--- Task set ---
A – In the Doc Rivers commentary, what nickname is Rivers given?
B – Extend the Doc Rivers commentary, continuing directly after its final sentence.

February 24, 2021
If you can’t beat ‘em, you lose as many games as possible, draft a couple of young stars, and once things start coming together you upgrade the staff. It’s the NBA, it’s what they do. And it’s far from any sort of indictment on the coach charged with tanking and then rebuilding, rather showing how vital this upgrade process is and why it truly works.
Here’s my evidence: Doc Rivers. That’s it.
The message that keeps coming from Rivers is evident by the improved vibe on this team. It’s reinforced by how well both Joel Embiid and Ben Simmons are playing together. Rivers is the “Harris Whisperer,” having him playing at an All-Star level even if he got snubbed. It’s everything that we see, transferred into a box score, but it’s what we can’t count every night that truly makes the difference.
There is a strong sense of respect for those ensuring order. Players – even young ones like Thybulle, Maxey, and Milton – love coming to work and putting in the effort. Guys have worked to get better on the floor, but the energy carries over off the court.
Just think about how insane this place is going to be once fans are allowed in for the playoffs. Rivers’ presence here is so much more than just a veteran voice speaking with a different tone than his predecessor, and with the jewelry to back it up. It’s about what he represents. What Daryl Morey represents. Especially for a franchise that has looked the exact opposite — textbook definition chaotic — far too often.

--- Data supplied ---
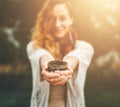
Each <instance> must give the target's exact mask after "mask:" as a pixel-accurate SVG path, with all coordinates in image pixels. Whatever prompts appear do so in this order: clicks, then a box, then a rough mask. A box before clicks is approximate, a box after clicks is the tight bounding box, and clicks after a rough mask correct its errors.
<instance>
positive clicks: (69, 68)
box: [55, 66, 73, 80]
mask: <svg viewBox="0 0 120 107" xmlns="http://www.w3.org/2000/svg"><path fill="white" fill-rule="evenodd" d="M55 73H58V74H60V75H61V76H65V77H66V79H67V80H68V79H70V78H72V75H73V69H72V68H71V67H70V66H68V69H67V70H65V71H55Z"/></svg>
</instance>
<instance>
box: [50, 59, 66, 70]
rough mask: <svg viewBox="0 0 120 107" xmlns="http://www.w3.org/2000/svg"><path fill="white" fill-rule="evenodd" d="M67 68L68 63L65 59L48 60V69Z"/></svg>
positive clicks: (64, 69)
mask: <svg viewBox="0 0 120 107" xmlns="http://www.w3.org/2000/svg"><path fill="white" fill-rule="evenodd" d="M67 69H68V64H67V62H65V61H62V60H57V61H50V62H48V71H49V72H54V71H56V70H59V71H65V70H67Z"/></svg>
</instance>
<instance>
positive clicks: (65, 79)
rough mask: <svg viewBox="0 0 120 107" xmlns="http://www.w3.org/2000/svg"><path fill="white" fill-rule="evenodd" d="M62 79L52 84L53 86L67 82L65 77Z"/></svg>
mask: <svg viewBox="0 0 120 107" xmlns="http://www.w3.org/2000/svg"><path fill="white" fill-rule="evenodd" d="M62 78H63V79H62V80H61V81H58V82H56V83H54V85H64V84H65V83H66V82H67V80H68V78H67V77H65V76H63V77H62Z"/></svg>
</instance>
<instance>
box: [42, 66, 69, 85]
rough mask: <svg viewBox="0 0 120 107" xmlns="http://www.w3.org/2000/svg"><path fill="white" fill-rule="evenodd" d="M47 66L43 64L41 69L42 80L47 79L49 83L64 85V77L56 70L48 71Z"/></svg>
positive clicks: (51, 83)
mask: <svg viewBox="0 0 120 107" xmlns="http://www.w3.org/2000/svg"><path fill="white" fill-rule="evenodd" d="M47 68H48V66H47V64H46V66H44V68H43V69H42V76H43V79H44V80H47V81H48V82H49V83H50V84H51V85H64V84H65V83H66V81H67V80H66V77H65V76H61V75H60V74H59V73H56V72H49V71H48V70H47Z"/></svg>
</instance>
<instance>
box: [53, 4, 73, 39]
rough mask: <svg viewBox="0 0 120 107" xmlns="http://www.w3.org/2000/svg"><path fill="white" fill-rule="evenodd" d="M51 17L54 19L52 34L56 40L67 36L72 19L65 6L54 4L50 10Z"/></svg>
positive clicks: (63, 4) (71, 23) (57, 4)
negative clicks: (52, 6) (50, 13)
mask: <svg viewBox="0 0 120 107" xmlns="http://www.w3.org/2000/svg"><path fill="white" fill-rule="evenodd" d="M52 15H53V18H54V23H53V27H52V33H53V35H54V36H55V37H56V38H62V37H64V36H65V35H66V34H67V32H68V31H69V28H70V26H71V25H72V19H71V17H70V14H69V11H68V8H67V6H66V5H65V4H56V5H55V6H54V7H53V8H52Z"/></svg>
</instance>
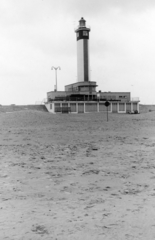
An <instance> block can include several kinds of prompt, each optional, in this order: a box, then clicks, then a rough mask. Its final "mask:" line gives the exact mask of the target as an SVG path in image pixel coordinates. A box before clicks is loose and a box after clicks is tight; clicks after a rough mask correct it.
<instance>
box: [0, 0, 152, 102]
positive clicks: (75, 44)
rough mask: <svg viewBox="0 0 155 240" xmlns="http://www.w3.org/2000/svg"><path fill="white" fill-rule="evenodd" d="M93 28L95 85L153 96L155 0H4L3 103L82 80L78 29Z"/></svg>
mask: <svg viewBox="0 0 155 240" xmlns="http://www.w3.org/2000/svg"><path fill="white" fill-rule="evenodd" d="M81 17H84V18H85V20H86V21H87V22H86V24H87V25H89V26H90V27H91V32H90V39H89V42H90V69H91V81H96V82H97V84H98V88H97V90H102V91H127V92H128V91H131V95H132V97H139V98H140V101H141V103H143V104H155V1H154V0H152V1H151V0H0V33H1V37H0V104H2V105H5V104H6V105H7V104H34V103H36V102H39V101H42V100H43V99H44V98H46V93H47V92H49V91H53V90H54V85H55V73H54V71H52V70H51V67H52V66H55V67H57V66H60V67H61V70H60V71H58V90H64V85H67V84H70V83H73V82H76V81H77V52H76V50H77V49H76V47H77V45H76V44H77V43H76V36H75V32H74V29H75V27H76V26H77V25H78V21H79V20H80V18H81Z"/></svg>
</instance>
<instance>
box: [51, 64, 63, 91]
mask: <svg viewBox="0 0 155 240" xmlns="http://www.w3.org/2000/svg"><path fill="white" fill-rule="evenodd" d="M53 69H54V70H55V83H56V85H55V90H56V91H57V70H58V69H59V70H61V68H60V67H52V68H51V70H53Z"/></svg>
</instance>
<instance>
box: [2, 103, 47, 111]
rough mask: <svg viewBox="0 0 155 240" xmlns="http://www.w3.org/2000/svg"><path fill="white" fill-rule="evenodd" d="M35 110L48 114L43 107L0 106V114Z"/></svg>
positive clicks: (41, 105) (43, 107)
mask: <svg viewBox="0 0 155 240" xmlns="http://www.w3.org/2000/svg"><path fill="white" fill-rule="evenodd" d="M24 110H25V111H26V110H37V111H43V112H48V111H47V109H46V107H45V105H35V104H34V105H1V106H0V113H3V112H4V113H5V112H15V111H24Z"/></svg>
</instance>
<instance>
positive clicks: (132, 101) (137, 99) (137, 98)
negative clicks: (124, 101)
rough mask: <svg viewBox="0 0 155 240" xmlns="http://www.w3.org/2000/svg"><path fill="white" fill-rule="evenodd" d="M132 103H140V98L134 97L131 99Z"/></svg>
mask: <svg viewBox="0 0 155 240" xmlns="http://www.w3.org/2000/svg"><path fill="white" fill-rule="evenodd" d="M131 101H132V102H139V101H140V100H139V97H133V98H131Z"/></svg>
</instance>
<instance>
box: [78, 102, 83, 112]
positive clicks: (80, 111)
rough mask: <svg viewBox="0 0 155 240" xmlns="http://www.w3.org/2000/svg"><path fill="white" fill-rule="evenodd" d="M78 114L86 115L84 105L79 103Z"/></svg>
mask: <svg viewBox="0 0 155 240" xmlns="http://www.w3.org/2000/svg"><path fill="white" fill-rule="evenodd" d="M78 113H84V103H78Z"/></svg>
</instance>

--- Task-by-task outputs ---
A – The "Harris Whisperer."

B –
Suddenly we don’t have front office ownership or GM incompetence. We don’t have non-basketball people putting their non-basketball noses in basketball decisions, i.e. Jeff Lurie Syndrome. We don’t even have to ask the ever-important Philadelphia sports-related question, “Who do we blame?”
We know the answer. It would be Morey, Rivers and the folks who brought them here — but we are a long way from that, and trending in what seems like the complete opposite direction. Instead for the first time in a while, the Sixers present to you an entirely new concept: stability.
This is why making a move from the Brett Browns of the world to the Doc Rivers of the world is crucial in “landing the plane” in any tank/rebuild. You have to upgrade the message, yes, but more importantly you have to convince the players that the mentality has truly changed. You have to “re-command” the respect in the room as both coach and GM. You have to destroy the old ways of not only losing but also ensuring you lose.
Rivers doesn’t have to be Phil Jackson or Red Auerbach, he’s his own man and coach doing wonders right now. You can be foolish and reduce his impact to whether or not this team wins a championship this season, or if they make it to the Eastern Conference Finals. I am looking at what has already been accomplished and am perfectly content.
The message is uniform from the team’s front office through their coaching staff right down to what's being executed on the floor by the players. This is one of the most difficult things to do in sports, change the belief in the message. Teams constantly bring in new voices, and for a little bit those voices may work, but the conviction is surface-level at best.
Doc and Daryl have young stars believing they can be MVP, DPOY, and ultimately NBA champs. They established a message, put it into action, and all it took was players responding. So often in sports we see teams stay stuck in a rut — it’s like the stench of losing can’t be bleached out of the building.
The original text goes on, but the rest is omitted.